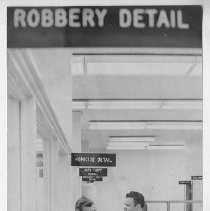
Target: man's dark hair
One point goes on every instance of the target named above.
(83, 202)
(138, 198)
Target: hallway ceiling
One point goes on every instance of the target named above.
(128, 77)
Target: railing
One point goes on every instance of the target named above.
(168, 203)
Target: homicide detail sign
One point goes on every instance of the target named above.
(102, 26)
(93, 159)
(93, 172)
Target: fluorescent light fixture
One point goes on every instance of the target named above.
(137, 104)
(146, 125)
(79, 105)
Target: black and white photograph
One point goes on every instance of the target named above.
(105, 106)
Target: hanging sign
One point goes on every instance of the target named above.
(93, 172)
(93, 159)
(92, 178)
(196, 177)
(105, 26)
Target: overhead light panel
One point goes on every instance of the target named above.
(125, 143)
(133, 139)
(145, 147)
(136, 104)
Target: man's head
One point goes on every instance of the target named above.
(85, 204)
(134, 202)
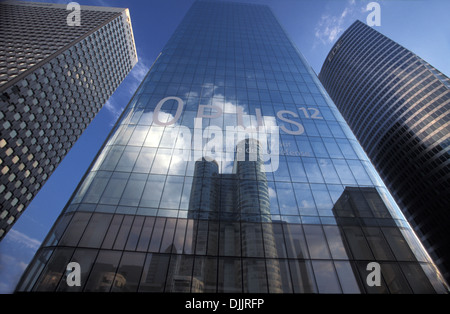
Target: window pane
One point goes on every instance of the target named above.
(326, 278)
(152, 191)
(111, 159)
(102, 275)
(286, 199)
(322, 199)
(398, 244)
(317, 244)
(172, 192)
(129, 272)
(129, 156)
(295, 241)
(328, 171)
(154, 274)
(254, 276)
(139, 135)
(252, 242)
(296, 169)
(332, 148)
(122, 235)
(158, 230)
(302, 276)
(84, 257)
(96, 230)
(394, 278)
(229, 275)
(344, 172)
(162, 161)
(146, 233)
(114, 189)
(56, 267)
(133, 191)
(417, 279)
(179, 277)
(312, 170)
(75, 229)
(97, 186)
(357, 242)
(154, 136)
(319, 149)
(305, 200)
(205, 275)
(378, 244)
(133, 237)
(335, 242)
(348, 277)
(145, 160)
(112, 232)
(167, 239)
(359, 172)
(274, 240)
(230, 239)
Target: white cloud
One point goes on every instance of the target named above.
(113, 108)
(330, 27)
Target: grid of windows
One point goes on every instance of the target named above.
(45, 107)
(145, 218)
(397, 105)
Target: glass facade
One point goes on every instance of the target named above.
(398, 107)
(183, 197)
(54, 78)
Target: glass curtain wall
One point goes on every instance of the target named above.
(162, 209)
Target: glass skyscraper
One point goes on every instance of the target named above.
(397, 105)
(231, 170)
(54, 78)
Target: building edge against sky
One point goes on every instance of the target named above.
(144, 218)
(397, 106)
(52, 88)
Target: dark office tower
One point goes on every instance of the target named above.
(223, 175)
(398, 107)
(54, 78)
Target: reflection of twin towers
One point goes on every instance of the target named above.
(242, 196)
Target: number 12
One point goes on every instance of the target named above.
(315, 113)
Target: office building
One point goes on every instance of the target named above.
(54, 77)
(231, 170)
(397, 105)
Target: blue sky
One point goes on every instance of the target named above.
(421, 26)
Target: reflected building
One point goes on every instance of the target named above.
(398, 107)
(169, 215)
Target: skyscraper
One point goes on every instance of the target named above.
(55, 75)
(398, 107)
(231, 170)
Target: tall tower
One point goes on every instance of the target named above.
(397, 105)
(54, 78)
(178, 199)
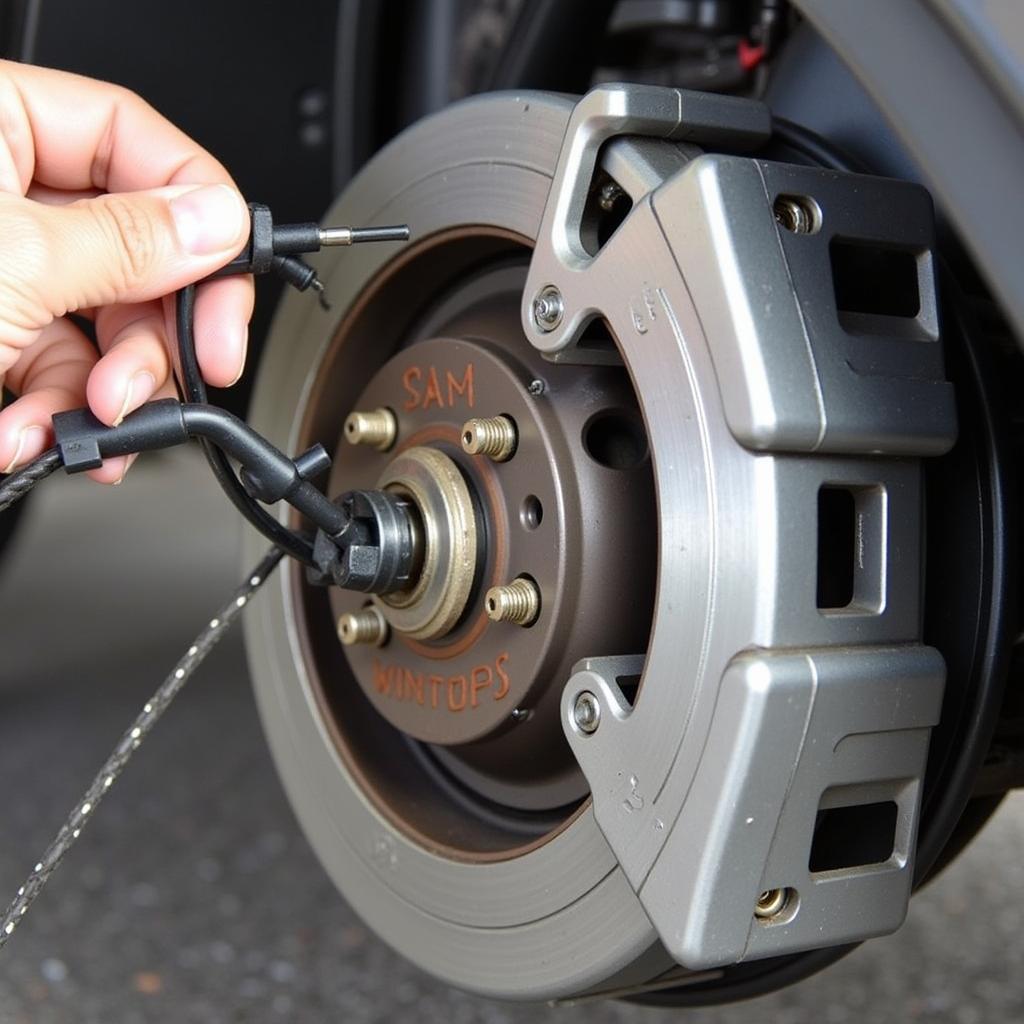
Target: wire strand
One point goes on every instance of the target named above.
(15, 486)
(194, 390)
(130, 741)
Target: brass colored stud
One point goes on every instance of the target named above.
(377, 428)
(366, 626)
(517, 602)
(494, 436)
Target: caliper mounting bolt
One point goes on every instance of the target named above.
(368, 626)
(771, 902)
(517, 602)
(587, 712)
(548, 308)
(377, 428)
(495, 436)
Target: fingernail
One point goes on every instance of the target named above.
(209, 219)
(242, 364)
(31, 442)
(140, 387)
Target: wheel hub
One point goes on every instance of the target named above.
(441, 767)
(449, 675)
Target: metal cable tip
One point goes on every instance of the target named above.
(350, 236)
(317, 286)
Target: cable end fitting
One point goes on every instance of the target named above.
(353, 236)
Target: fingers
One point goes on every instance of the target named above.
(114, 248)
(73, 132)
(114, 470)
(50, 377)
(222, 312)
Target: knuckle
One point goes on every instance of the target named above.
(134, 238)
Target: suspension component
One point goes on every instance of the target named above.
(495, 437)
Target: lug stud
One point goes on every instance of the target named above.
(377, 428)
(494, 436)
(366, 626)
(517, 602)
(771, 902)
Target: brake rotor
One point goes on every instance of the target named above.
(442, 770)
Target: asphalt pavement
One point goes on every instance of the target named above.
(194, 897)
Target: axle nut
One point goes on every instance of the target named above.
(495, 436)
(367, 626)
(377, 428)
(517, 602)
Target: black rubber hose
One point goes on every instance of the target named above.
(194, 390)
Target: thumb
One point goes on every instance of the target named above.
(130, 247)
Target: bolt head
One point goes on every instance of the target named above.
(587, 713)
(548, 308)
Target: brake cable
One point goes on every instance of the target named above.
(363, 541)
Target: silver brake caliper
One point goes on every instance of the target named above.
(779, 324)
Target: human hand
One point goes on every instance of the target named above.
(105, 210)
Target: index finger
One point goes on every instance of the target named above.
(79, 134)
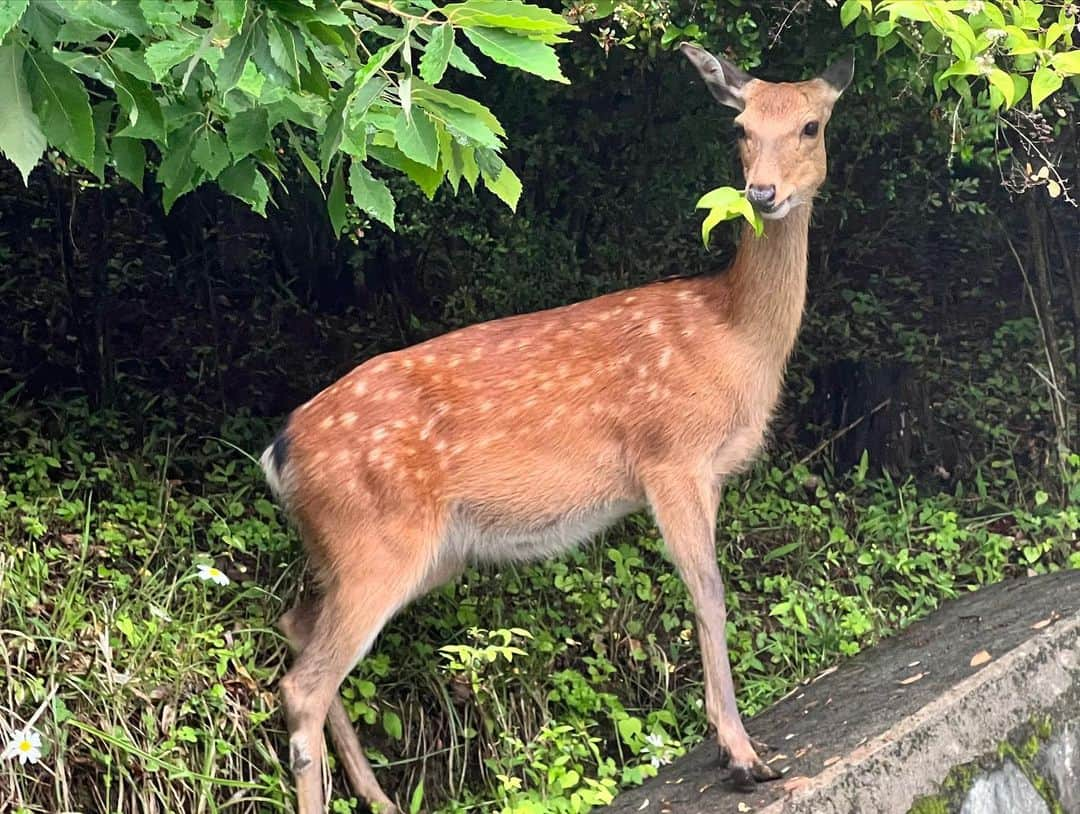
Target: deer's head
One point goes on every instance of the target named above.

·····

> _WORK INSTRUCTION_
Each line of the material that has the word "sign" belongs in the answer.

> _REPLY TO THE EXERCISE_
Target: homicide detail sign
Target: hanging sign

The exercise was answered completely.